- [Exercise materials]
========
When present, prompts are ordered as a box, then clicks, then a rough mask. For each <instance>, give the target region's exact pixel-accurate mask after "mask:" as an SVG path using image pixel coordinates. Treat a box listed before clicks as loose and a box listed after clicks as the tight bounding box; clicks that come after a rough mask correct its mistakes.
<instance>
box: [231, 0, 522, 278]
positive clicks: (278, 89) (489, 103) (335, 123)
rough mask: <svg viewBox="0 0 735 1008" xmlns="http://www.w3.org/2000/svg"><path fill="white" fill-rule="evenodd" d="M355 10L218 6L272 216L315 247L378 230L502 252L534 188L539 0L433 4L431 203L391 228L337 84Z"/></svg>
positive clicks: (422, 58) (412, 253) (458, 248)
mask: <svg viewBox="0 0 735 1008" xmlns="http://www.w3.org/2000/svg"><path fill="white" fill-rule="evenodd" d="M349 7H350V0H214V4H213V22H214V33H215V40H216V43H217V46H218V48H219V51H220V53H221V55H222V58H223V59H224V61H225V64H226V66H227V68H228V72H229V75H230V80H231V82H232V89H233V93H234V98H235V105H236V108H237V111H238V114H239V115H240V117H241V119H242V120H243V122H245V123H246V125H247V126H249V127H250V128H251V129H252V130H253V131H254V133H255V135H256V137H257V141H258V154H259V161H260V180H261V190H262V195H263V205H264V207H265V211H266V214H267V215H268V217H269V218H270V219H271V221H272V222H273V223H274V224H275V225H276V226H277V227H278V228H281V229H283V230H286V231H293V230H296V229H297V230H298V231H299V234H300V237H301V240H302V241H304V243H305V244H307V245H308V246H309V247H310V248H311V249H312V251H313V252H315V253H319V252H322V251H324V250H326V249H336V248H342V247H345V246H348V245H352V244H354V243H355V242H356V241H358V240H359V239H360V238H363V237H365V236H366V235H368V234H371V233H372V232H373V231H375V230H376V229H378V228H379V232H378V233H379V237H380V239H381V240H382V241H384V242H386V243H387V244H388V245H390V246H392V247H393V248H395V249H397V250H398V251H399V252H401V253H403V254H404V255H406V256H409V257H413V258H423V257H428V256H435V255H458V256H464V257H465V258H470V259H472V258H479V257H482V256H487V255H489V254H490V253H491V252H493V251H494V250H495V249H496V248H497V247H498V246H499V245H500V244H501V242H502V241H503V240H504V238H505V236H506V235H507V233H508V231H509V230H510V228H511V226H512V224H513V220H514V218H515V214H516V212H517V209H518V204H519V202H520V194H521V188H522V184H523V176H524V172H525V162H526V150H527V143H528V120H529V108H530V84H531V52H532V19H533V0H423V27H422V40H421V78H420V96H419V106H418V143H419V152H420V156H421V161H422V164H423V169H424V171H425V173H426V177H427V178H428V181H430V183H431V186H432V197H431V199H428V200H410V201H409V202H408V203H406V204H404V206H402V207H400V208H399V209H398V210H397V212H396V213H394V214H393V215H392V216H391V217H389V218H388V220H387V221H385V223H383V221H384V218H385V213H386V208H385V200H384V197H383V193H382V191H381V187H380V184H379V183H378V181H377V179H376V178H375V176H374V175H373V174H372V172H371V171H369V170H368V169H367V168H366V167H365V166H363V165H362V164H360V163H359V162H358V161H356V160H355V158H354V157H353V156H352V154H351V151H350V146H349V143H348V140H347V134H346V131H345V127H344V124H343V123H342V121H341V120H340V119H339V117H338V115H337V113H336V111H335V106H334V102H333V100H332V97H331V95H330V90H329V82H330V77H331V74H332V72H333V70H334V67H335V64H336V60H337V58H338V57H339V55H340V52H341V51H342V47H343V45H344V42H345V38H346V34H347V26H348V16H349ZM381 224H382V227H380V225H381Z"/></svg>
========
- [What is needed] Copy the records above. Leave out nothing.

- [Response to this exercise]
When present, prompts are ordered as a box, then clicks, then a rough mask. For each <instance>, give the target region's exact pixel-accurate mask after "mask:" as an SVG path using image pixel coordinates. Treat a box listed before clicks as loose and a box listed after clicks as the tight bounding box; clicks that come after a rough mask correct its mistakes.
<instance>
box: [231, 0, 522, 278]
positive clicks: (278, 89) (489, 103) (335, 123)
rough mask: <svg viewBox="0 0 735 1008" xmlns="http://www.w3.org/2000/svg"><path fill="white" fill-rule="evenodd" d="M355 10L218 6L272 216L315 247L378 230L502 252L534 188L539 0L433 4L431 203L391 228L337 84Z"/></svg>
positive clicks: (422, 58) (412, 253) (458, 248)
mask: <svg viewBox="0 0 735 1008" xmlns="http://www.w3.org/2000/svg"><path fill="white" fill-rule="evenodd" d="M349 7H350V0H214V4H213V22H214V33H215V40H216V43H217V46H218V48H219V51H220V53H221V55H222V58H223V59H224V61H225V64H226V66H227V68H228V72H229V75H230V80H231V82H232V89H233V93H234V98H235V105H236V108H237V111H238V114H239V115H240V117H241V119H242V120H243V122H245V123H246V125H247V126H249V127H250V128H251V129H252V130H253V131H254V133H255V135H256V137H257V141H258V154H259V161H260V180H261V190H262V195H263V205H264V207H265V211H266V214H267V215H268V217H269V218H270V219H271V221H272V222H273V223H274V224H275V225H276V226H277V227H278V228H281V229H283V230H286V231H293V230H296V229H297V230H298V231H299V234H300V237H301V240H302V241H304V243H305V244H307V245H308V246H309V247H310V248H311V249H312V251H313V252H315V253H319V252H322V251H324V250H326V249H336V248H342V247H345V246H348V245H352V244H354V243H355V242H356V241H358V240H359V239H360V238H363V237H365V236H366V235H368V234H371V233H372V232H373V231H375V230H376V229H378V228H379V232H378V233H379V237H380V239H381V240H382V241H384V242H386V243H387V244H388V245H390V246H392V247H393V248H395V249H397V250H398V251H399V252H401V253H403V254H404V255H406V256H409V257H413V258H423V257H428V256H435V255H458V256H464V257H465V258H470V259H472V258H479V257H482V256H487V255H489V254H490V253H491V252H493V251H494V250H495V249H496V248H497V247H498V246H499V245H500V244H501V242H502V241H503V240H504V238H505V236H506V235H507V233H508V231H509V230H510V228H511V226H512V224H513V220H514V218H515V214H516V212H517V209H518V204H519V202H520V194H521V188H522V184H523V176H524V172H525V162H526V150H527V143H528V120H529V108H530V84H531V52H532V19H533V0H423V27H422V40H421V78H420V96H419V106H418V143H419V152H420V156H421V161H422V164H423V169H424V171H425V173H426V177H427V178H428V181H430V183H431V186H432V197H431V199H428V200H410V201H409V202H408V203H406V204H404V206H402V207H400V208H399V209H398V210H397V212H396V213H394V214H393V215H392V216H391V217H389V218H388V220H387V221H385V223H383V221H384V218H385V213H386V208H385V200H384V197H383V193H382V191H381V187H380V184H379V183H378V181H377V179H376V178H375V176H374V175H373V174H372V172H371V171H369V170H368V169H367V168H366V167H365V166H363V165H362V164H360V163H359V162H358V161H356V160H355V158H354V157H353V156H352V154H351V151H350V146H349V143H348V140H347V134H346V131H345V127H344V124H343V123H342V121H341V120H340V119H339V117H338V115H337V113H336V111H335V106H334V102H333V100H332V97H331V95H330V90H329V82H330V77H331V74H332V72H333V70H334V67H335V64H336V60H337V58H338V57H339V55H340V52H341V51H342V47H343V45H344V42H345V38H346V34H347V26H348V16H349ZM381 224H382V227H380V225H381Z"/></svg>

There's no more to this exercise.